DÉFIS ->
- 1) Les affirmations suivantes concordent-elles avec l'intervention de Fabrice Angei ? Répondez par oui ou par non en citant les mots décisifs de l'intervention.
(a) Le ministère du travail fournit un texte de départ lors des discussions.
(b) La CGT réclame une rencontre multilatérale plénière sur le projet.
(c) La réforme a donné lieu à dix réunions bilatérales.
- 2) Répondez brièvement aux questions suivantes à partir de l'intervention de Fabrice Angei.
(a) À quelle date la commission des affaires sociales s'est-elle réunie ?
(b) Quelle fonction Fabrice Angei exerce-t-il à la CGT ?
(c) Quel article du code du travail définit les concertations, et par quelle loi a-t-il été introduit ?

EXTRAIT DU TEXTE ->
————————
Intervention de Fabrice Angei

Commission des affaires sociales — Réunion du 12 juillet 2017 à 9h05
Projet de loi d'habilitation à prendre par ordonnances les mesures pour le renforcement du dialogue social — Table ronde des organisations syndicales

Fabrice Angei, membre de la direction confédérale de la CGT :

Nous sommes sur un projet de loi d'habilitation : c'est un contenant et les ordonnances présenteront le contenu, d'où la difficulté de la discussion malgré la concertation en cours. De plus, les comptes rendus des discussions ne sont pas exactement conformes à ce qui a été dit. En outre, nous ne disposons pas de texte de départ lors de ces discussions : le ministère du travail ne s'engage pas véritablement sur des mesures précises. Il ne s'agit donc pas de concertations, telles que définies à l'article L. 1 du code du travail introduit par la loi Larcher. Nous demandons donc une rencontre multilatérale plénière sur ce texte, ce qui permettrait à chacun d'avoir une vision collective et de présenter ses arguments et non pas de le faire de façon fractionnée comme aujourd'hui, ce qui permet au Gouvernement d'entretenir un certain flou. Je ne suis pas sûr que la parole avec les uns soit exactement la même avec les autres. Il va être difficile dans le temps très court accordé aux députés et aux sénateurs d'avoir un débat de fond sur le projet de loi d'habilitation. Cette réforme qui déstructure le droit du travail aurait nécessité bien plus que six réunions bilatérales sur les trois blocs et une discussion parlementaire accélérée en plein été.
————————
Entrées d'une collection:
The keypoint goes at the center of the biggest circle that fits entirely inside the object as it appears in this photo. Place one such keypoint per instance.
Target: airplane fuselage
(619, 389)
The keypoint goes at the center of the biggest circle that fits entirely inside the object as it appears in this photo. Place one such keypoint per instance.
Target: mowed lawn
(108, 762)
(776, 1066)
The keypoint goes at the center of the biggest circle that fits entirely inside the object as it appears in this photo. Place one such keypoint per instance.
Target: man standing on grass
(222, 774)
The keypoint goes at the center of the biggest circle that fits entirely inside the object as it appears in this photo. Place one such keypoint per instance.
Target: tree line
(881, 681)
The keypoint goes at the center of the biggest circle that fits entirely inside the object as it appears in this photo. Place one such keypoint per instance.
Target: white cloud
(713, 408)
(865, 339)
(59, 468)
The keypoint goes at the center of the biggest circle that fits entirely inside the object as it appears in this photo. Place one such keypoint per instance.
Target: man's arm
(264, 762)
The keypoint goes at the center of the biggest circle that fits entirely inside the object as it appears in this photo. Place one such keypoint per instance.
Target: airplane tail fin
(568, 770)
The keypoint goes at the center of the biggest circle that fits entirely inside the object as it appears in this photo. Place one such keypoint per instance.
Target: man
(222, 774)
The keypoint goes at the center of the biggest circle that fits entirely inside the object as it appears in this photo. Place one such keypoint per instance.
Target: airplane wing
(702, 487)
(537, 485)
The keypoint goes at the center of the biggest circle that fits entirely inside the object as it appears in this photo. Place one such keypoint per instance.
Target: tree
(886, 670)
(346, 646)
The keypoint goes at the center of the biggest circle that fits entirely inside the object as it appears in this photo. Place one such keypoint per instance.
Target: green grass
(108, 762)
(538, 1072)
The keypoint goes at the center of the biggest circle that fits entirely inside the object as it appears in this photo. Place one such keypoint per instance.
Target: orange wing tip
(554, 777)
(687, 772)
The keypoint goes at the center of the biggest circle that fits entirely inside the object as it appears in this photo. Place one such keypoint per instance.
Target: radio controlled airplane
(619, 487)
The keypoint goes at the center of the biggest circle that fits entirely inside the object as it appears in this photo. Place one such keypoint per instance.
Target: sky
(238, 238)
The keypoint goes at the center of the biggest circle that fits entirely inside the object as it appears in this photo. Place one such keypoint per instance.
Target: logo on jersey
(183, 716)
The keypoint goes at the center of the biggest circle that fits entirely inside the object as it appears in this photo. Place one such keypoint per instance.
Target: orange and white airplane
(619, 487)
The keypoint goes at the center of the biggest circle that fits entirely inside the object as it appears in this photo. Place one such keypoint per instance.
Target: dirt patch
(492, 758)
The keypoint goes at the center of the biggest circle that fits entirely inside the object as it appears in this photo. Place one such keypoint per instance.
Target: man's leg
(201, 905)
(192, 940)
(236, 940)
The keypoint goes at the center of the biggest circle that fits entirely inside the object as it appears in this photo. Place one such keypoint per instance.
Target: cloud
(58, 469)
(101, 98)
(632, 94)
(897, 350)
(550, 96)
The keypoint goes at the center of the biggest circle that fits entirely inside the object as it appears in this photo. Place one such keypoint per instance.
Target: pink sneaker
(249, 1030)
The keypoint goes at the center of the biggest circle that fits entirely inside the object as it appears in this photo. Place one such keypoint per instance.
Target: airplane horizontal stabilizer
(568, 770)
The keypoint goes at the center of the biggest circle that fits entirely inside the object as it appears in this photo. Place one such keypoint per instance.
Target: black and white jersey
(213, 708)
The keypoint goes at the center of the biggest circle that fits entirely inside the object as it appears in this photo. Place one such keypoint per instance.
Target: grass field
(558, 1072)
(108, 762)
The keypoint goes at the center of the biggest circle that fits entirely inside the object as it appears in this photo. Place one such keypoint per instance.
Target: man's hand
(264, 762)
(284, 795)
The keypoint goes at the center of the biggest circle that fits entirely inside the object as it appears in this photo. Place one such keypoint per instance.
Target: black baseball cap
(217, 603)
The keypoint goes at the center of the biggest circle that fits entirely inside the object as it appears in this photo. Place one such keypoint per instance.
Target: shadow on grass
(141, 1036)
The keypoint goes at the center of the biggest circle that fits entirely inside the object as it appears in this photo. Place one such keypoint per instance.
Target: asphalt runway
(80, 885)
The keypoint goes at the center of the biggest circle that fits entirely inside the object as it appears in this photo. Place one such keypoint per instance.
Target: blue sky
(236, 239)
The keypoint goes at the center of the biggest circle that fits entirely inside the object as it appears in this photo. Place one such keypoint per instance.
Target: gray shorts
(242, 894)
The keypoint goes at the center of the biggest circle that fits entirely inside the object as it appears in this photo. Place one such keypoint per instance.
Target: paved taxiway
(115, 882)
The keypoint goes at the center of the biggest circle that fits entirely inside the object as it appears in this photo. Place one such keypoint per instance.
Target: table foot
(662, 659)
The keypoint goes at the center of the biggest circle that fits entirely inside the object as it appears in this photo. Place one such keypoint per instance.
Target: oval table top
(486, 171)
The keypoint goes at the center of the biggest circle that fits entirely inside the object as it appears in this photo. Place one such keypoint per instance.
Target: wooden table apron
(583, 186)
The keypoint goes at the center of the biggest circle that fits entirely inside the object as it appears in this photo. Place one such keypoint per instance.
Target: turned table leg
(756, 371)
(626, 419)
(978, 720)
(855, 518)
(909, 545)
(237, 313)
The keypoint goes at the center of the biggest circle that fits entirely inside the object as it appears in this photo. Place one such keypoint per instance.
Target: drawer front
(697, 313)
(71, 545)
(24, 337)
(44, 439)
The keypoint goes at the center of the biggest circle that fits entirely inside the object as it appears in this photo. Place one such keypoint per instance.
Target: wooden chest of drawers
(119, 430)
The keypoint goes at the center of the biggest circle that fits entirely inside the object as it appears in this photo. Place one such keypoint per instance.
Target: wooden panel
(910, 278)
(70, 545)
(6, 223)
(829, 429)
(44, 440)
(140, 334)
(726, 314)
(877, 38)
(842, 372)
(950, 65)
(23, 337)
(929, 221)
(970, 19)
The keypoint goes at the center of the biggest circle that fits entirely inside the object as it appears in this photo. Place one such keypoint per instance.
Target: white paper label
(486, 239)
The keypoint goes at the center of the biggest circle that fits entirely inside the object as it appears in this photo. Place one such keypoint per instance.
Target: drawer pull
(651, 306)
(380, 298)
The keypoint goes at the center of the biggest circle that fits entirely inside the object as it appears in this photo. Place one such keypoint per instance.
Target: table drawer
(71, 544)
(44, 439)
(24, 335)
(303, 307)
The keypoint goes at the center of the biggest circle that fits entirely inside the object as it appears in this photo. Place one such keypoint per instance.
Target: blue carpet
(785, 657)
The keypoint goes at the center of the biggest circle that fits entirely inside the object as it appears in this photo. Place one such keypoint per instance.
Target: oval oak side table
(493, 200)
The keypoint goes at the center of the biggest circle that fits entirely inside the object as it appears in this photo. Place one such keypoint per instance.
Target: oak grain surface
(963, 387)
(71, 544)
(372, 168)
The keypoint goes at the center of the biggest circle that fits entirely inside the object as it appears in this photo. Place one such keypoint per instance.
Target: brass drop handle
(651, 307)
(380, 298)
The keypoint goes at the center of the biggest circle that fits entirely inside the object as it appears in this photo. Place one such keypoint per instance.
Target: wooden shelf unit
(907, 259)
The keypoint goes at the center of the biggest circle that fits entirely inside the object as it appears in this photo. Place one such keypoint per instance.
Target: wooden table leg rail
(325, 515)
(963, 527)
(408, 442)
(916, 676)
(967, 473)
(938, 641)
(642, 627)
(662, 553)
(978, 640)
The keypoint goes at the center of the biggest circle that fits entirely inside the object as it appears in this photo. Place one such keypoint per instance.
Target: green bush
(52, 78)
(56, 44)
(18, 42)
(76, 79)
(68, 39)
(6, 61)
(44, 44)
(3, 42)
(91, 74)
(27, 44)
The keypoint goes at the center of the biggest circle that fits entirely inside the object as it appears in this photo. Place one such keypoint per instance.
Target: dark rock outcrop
————————
RÉPONSES PAR EXERCICE ->
- 1)
(a) Non : « nous ne disposons pas de texte de départ lors de ces discussions ».
(b) Oui : « Nous demandons donc une rencontre multilatérale plénière sur ce texte ».
(c) Non : « bien plus que six réunions bilatérales sur les trois blocs ».

- 2)
(a) Le 12 juillet 2017, à 9h05.
(b) Il est membre de la direction confédérale.
(c) L'article L. 1, introduit par la loi Larcher.